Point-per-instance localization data
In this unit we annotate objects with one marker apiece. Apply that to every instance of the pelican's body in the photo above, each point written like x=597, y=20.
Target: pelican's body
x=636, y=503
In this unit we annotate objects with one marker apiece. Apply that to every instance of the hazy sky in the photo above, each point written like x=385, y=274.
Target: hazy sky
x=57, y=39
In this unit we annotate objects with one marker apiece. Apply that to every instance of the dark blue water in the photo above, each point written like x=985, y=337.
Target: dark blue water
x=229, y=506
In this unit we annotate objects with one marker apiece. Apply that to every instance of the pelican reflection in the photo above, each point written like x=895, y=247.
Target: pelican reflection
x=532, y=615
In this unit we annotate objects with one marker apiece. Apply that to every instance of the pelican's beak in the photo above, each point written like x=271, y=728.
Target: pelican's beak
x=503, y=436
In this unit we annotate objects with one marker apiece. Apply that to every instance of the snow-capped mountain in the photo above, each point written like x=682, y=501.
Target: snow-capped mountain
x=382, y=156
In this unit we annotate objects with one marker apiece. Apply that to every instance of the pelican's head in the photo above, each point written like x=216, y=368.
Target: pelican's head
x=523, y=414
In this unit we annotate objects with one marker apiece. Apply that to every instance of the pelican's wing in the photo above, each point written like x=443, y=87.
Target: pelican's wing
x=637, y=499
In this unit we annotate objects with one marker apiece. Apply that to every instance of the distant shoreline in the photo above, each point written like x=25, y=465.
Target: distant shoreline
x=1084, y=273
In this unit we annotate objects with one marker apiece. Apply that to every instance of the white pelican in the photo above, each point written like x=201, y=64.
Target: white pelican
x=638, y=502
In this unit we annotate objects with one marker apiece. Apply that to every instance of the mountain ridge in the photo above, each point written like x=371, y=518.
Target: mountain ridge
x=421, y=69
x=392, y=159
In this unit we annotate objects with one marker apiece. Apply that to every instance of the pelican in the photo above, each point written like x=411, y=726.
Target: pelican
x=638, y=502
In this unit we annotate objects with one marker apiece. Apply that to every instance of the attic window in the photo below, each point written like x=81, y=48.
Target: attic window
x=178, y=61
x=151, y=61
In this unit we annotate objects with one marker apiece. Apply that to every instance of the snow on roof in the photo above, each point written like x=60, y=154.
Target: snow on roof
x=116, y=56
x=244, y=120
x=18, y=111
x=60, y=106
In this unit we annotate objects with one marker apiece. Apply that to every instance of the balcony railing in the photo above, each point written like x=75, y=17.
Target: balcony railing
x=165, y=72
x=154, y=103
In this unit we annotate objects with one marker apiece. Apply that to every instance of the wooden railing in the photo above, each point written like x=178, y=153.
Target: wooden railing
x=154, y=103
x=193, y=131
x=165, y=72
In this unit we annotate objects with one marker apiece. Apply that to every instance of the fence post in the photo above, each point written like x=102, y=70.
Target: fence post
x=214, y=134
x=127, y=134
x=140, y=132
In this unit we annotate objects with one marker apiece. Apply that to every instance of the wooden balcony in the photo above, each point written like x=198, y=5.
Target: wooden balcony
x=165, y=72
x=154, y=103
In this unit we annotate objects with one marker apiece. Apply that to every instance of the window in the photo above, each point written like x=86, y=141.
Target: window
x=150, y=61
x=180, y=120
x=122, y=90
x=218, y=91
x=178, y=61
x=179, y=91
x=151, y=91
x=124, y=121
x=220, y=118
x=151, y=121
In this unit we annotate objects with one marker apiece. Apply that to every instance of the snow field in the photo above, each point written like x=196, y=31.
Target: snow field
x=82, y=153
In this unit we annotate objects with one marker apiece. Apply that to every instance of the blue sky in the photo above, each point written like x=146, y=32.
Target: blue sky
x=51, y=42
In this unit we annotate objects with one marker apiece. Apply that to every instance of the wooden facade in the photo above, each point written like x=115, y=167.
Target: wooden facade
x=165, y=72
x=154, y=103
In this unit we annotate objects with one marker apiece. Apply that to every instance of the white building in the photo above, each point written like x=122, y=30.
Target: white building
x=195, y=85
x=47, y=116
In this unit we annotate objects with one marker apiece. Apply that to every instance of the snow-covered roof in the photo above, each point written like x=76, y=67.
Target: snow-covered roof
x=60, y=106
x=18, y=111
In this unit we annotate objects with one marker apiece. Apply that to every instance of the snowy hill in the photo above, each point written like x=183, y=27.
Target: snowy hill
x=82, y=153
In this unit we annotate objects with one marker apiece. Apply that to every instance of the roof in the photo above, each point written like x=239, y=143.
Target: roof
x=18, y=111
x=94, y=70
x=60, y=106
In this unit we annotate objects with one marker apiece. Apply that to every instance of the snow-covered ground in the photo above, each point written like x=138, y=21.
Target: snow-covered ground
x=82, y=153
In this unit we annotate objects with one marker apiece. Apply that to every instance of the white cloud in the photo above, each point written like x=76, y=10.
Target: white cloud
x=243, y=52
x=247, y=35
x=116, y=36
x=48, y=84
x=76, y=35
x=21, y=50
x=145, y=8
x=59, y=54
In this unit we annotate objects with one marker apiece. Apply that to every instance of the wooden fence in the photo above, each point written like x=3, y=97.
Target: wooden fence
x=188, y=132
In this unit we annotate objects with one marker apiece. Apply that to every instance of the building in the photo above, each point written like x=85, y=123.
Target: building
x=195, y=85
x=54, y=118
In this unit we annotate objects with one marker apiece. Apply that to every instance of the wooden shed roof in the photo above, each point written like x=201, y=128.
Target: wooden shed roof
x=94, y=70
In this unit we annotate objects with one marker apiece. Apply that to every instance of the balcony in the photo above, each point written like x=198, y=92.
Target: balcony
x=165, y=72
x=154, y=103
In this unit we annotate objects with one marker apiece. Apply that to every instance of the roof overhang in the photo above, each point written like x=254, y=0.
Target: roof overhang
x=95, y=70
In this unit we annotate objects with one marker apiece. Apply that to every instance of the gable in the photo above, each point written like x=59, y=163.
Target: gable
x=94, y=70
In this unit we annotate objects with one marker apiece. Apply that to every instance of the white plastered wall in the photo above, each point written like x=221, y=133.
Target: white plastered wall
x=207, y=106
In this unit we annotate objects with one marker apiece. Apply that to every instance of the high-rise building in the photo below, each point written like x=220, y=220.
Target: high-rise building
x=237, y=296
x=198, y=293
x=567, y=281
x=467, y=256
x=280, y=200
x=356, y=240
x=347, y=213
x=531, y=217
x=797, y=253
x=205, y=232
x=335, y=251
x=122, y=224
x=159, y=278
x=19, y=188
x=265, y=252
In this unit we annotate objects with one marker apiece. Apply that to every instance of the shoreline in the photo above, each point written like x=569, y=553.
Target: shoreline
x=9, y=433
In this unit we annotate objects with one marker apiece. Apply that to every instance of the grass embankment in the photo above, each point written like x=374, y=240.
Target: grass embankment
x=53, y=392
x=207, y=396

#### Exercise description
Reproduce the records above exactly. Leave nothing out.

#### Answer section
In this unit we annotate objects with one marker apiece. Apply that to every instance of the pelican's body in the photo above, each point written like x=597, y=20.
Target: pelican's body
x=636, y=503
In this unit we annotate objects with one marker apiece. Apply that to every instance of the hazy sky in the photo above, each point written like x=385, y=274.
Target: hazy sky
x=57, y=39
In this unit we annotate objects with one marker apiece. Apply that to every instance of the dark blue water in the photo above, each point written like x=985, y=337.
Target: dark blue water
x=229, y=506
In this unit we annotate objects with one marker apiece. Apply that to every instance of the pelican reflection in the photo above, each point written like x=895, y=247.
Target: pelican reflection
x=532, y=615
In this unit we annotate objects with one marker apiece. Apply that to every instance of the pelican's beak in the photo above, each point written like x=271, y=728.
Target: pelican's beak
x=503, y=436
In this unit we annotate objects with one marker apiece. Apply that to every instance of the snow-capped mountain in the photo above, each point written like x=682, y=501.
Target: snow-capped mountain
x=382, y=156
In this unit we annotate objects with one marker apiece. Apply that to every instance of the pelican's head in the photo above, each point written like x=216, y=368.
Target: pelican's head
x=523, y=414
In this unit we annotate objects with one marker apiece. Apply that to every instance of the pelican's wing in the photo above, each point written like x=443, y=87.
Target: pelican's wing
x=637, y=499
In this unit we annotate objects with one marker apiece. Apply that to every instance of the distant shoreline in the photo above, each point written like x=25, y=465.
Target: distant shoreline
x=1084, y=273
In this unit we annotate objects with one marker apiece. Apply that to every instance of the white pelican in the photo above, each point written like x=201, y=64.
Target: white pelican
x=638, y=502
In this unit we annotate objects with one marker apiece. Apply that to every instance of the mountain ridge in the photo above, each point written like x=371, y=518.
Target: mountain ridge
x=421, y=69
x=392, y=159
In this unit we annotate objects with one marker apiece. Apply that to every instance of the pelican in the photo above, each point written like x=411, y=726.
Target: pelican
x=638, y=502
In this unit we annotate objects with one marker apiece. Apply that to every instance of the attic window in the photo below, each point written like x=81, y=48.
Target: attic window
x=178, y=61
x=151, y=61
In this unit we annotate objects with one marker apiece. Apply that to every instance of the snow on roof in the photo above, each point written like x=60, y=154.
Target: snow on roof
x=116, y=56
x=244, y=120
x=18, y=111
x=60, y=106
In this unit we annotate objects with one marker apiece. Apply that to every instance of the balcony railing in the photo above, each point written like x=75, y=17.
Target: balcony railing
x=165, y=72
x=154, y=103
In this unit we annotate objects with one marker apiece. Apply that to every instance of the wooden railing in the photo above, each point written like x=178, y=153.
Target: wooden railing
x=154, y=103
x=193, y=131
x=165, y=72
In this unit we annotate objects with one marker apiece. Apply that to every instance of the fence post in the photo above, each point written like x=102, y=70.
Target: fence post
x=214, y=134
x=127, y=134
x=140, y=132
In this unit we annotate objects with one marker apiece. Apply that to every instance of the wooden balcony in the photo above, each point written like x=198, y=5.
Target: wooden balcony
x=165, y=72
x=154, y=103
In this unit we annotate objects with one marker apiece. Apply that to every instance of the window in the photo above, each point written like x=86, y=141.
Target: window
x=150, y=61
x=180, y=120
x=122, y=90
x=218, y=91
x=178, y=61
x=179, y=91
x=151, y=91
x=124, y=121
x=220, y=118
x=151, y=121
In this unit we annotate objects with one marker apiece. Apply that to every instance of the snow field in the photo above, each point written like x=196, y=31.
Target: snow field
x=82, y=153
In this unit we annotate objects with one marker apiece. Apply that to every instance of the blue sky in the photo above, each point written like x=146, y=32.
Target: blue sky
x=51, y=42
In this unit we annotate objects with one marker apiece. Apply that to every instance of the wooden facade in the photo above, each point written like x=115, y=167.
Target: wooden facade
x=165, y=72
x=154, y=103
In this unit we annotate objects with one marker apiece. Apply that to every instance of the white building in the photo above, each point written like x=122, y=30.
Target: white building
x=195, y=85
x=47, y=116
In this unit we annotate objects with one marker apiece. Apply that to every instance of the snow-covered roof in the photo above, each point written like x=76, y=67.
Target: snow-covered roof
x=60, y=106
x=18, y=111
In this unit we annotate objects with one marker apiece. Apply that to every instance of the snowy hill in the photo above, each point written like x=183, y=27.
Target: snowy hill
x=82, y=153
In this unit we annotate objects with one marker apiece. Apply that to every instance of the roof in the photo above, each point written like x=239, y=143.
Target: roof
x=18, y=111
x=94, y=70
x=60, y=106
In this unit we annotate objects with one marker apiece. Apply that to every instance of the snow-covered ground in the photo above, each point written like x=138, y=21.
Target: snow-covered ground
x=82, y=153
In this unit we annotate objects with one marker apiece. Apply that to every instance of the white cloud in the photo above, each point written like x=76, y=10.
Target: white cloud
x=243, y=52
x=247, y=35
x=116, y=36
x=48, y=84
x=76, y=35
x=21, y=50
x=145, y=8
x=59, y=54
In this unit we annotate objects with one marker apiece. Apply that to every instance of the wooden fence in the photo above, each point written like x=3, y=97.
Target: wooden fence
x=188, y=132
In this unit we annotate objects with one marker apiece. Apply that to every instance of the building in the photo above, each point written like x=85, y=123.
Target: building
x=195, y=85
x=54, y=118
In this unit we annotate objects with one marker apiece. Apply that to every instance of the wooden shed roof in the photo above, each point written like x=201, y=128.
Target: wooden shed roof
x=94, y=70
In this unit we annotate objects with one marker apiece. Apply that to every instance of the balcony in the photo above, each point written like x=198, y=92.
Target: balcony
x=165, y=72
x=154, y=103
In this unit we annotate objects with one marker apiece. Apply that to every instance of the roof overhang in the photo above, each point written like x=254, y=0.
Target: roof overhang
x=95, y=70
In this unit we annotate objects with one marker apiece. Apply that to every instance of the gable in the photo above, each point written like x=59, y=163.
Target: gable
x=94, y=70
In this unit we annotate objects with one marker apiece. Apply that to every instance of the white plastered wall in the photo above, each point written like x=221, y=133.
Target: white plastered wall
x=207, y=106
In this unit we annotate objects with one marker apiece. Apply that to every instance of the high-rise building in the photo below, each point written like x=220, y=220.
Target: high-rise building
x=237, y=296
x=198, y=293
x=567, y=281
x=467, y=256
x=280, y=200
x=356, y=240
x=347, y=213
x=531, y=217
x=797, y=253
x=205, y=232
x=335, y=251
x=122, y=224
x=159, y=278
x=19, y=188
x=265, y=252
In this unit we annotate objects with one marker apiece. Apply that to every instance of the shoreline in the photo above, each point written like x=569, y=553.
Target: shoreline
x=9, y=433
In this unit we annotate objects with one marker apiece. Apply that to every instance of the grass embankment in the photo above, each point written like x=374, y=240.
Target: grass embankment
x=53, y=392
x=207, y=396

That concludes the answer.